What this exercise asks ::
- a) Reproduce the part of the solute carrier abstract that opens with the words containing "Structural biology of" and closes with "2018 Apr 13.".
- b) Answer these questions using the abstract on solute carrier proteins:
(i) Into how many families are the human SLCs organized?
(ii) Gradients of which ions do most SLCs use as the driving force for transport?
(iii) Which two protein folds does the review discuss further?
- c) Summarize the abstract on solute carrier proteins in two sentences.

Extract provided ::
%%

Structural biology of solute carrier (SLC) membrane transport proteins

Mol Membr Biol. Feb-Mar 2017;34(1-2):1-32. doi: 10.1080/09687688.2018.1448123. Epub 2018 Apr 13.

Abstract

The human solute carriers (SLCs) comprise over 400 different transporters, organized into 65 families ( http://slc.bioparadigms.org/ ) based on their sequence homology and transport function. SLCs are responsible for transporting extraordinarily diverse solutes across biological membranes, including inorganic ions, amino acids, lipids, sugars, neurotransmitters and drugs. Most of these membrane proteins function as coupled symporters (co-transporters) utilizing downhill ion (H+ or Na+) gradients as the driving force for the transport of substrate against its concentration gradient into cells. Other members work as antiporters (exchangers) that typically contain a single substrate-binding site with an alternating access mode of transport, while a few members exhibit channel-like properties. Dysfunction of SLCs is correlated with numerous human diseases and therefore they are potential therapeutic drug targets. In this review, we identified all of the SLC crystal structures that have been determined, most of which are from prokaryotic species. We further sorted all the SLC structures into four main groups with different protein folds and further discuss the well-characterized MFS (major facilitator superfamily) and LeuT (leucine transporter) folds. This review provides a systematic analysis of the structure, molecular basis of substrate recognition and mechanism of action in different SLC family members.

Keywords: SLC family; human disease; membrane proteins; protein folds; solute carrier; transporters.

%%

Records from a data collection ::
%%

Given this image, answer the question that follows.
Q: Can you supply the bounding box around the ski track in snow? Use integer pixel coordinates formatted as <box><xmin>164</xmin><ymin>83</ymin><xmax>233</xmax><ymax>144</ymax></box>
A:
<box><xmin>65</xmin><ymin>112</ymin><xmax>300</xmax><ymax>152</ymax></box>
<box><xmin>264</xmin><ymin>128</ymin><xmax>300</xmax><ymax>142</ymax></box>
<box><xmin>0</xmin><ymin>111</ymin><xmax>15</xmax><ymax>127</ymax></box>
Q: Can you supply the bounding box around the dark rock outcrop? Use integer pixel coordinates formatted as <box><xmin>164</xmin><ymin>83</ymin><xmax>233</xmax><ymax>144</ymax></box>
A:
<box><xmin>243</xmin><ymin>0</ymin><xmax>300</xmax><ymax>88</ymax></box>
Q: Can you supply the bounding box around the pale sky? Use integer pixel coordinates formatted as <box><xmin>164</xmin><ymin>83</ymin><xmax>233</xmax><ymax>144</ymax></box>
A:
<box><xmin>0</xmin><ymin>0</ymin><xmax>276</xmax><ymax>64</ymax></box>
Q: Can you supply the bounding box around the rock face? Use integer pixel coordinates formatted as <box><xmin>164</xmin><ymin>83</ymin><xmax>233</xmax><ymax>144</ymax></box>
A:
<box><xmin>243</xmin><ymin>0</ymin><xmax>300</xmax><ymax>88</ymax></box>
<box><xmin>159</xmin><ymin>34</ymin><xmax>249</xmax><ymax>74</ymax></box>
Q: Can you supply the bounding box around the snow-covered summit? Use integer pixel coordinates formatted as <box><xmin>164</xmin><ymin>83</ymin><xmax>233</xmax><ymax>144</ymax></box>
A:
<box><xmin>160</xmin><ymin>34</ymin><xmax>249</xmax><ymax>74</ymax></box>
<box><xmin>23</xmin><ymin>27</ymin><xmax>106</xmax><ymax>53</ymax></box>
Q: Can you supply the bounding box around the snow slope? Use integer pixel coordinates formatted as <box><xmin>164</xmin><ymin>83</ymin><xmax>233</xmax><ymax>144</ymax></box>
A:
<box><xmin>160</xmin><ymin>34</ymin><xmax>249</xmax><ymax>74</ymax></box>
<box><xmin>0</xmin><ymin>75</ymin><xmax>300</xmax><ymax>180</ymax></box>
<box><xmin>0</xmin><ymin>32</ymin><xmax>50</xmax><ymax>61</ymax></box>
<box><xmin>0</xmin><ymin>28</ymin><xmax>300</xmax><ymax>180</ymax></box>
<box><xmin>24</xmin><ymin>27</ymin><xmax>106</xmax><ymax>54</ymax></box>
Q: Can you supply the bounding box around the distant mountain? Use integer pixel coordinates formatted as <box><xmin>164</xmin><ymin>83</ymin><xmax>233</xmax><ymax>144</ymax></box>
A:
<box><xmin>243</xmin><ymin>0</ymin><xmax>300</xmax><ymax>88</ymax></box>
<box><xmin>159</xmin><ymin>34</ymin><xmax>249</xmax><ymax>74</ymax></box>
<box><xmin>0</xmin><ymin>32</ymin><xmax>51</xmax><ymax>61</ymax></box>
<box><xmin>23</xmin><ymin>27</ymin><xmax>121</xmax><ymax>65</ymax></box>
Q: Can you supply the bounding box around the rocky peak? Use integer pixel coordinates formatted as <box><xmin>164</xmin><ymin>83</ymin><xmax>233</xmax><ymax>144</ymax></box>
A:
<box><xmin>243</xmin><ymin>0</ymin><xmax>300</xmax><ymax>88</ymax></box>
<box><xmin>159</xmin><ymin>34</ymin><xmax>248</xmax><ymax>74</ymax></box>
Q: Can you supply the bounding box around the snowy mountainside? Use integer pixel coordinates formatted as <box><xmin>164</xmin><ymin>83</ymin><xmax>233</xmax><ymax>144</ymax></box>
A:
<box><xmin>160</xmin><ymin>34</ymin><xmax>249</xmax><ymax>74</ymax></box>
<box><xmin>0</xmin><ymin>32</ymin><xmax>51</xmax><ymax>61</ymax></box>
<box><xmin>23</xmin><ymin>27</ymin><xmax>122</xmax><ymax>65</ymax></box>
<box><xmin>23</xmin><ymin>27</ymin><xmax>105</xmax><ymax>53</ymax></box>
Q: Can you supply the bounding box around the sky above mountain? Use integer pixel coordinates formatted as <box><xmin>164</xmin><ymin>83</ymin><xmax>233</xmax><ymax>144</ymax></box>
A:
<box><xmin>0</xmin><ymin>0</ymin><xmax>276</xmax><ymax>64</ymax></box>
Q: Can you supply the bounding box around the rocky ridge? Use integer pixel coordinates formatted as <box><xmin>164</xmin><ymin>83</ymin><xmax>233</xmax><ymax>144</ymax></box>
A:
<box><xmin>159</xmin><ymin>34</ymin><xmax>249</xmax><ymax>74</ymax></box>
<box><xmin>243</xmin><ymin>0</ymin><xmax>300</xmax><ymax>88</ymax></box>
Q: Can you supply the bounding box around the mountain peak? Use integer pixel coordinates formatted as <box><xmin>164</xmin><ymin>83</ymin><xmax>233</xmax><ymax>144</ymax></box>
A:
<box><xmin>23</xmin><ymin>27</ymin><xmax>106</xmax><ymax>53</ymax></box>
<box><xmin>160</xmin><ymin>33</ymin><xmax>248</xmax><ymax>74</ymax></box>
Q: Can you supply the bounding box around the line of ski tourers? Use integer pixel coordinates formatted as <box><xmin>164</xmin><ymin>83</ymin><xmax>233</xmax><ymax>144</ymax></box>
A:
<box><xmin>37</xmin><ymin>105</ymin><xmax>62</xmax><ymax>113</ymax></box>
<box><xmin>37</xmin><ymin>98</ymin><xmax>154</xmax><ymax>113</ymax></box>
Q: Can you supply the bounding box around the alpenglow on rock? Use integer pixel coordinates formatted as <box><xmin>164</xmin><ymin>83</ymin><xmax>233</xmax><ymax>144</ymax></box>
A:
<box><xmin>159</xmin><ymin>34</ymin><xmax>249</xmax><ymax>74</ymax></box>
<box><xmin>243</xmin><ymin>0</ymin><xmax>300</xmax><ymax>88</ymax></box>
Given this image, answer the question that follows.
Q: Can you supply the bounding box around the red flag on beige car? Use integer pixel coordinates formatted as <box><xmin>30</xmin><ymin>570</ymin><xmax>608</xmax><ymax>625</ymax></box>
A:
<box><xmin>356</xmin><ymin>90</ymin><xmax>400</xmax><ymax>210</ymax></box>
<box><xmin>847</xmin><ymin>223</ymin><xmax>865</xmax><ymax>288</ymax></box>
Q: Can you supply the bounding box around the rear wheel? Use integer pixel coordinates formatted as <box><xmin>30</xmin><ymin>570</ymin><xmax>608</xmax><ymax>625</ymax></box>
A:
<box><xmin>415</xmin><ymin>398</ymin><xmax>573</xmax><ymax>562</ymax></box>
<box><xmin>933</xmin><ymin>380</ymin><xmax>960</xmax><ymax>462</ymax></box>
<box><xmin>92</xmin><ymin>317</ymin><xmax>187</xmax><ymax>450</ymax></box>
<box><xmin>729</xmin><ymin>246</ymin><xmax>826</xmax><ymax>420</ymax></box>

%%

Response list ::
- a)
Structural biology of solute carrier (SLC) membrane transport proteins

Mol Membr Biol. Feb-Mar 2017;34(1-2):1-32. doi: 10.1080/09687688.2018.1448123. Epub 2018 Apr 13.

- b)
(i) 65 families.
(ii) H+ or Na+.
(iii) The MFS (major facilitator superfamily) fold and the LeuT (leucine transporter) fold.

- c) The human solute carriers are over 400 transporters in 65 families that move diverse solutes across membranes, mostly as ion-coupled symporters, with others working as antiporters or showing channel-like properties. Their dysfunction is linked to many diseases, and the review identifies all determined SLC crystal structures, sorts them into four fold groups, and analyzes their structure, substrate recognition and mechanism.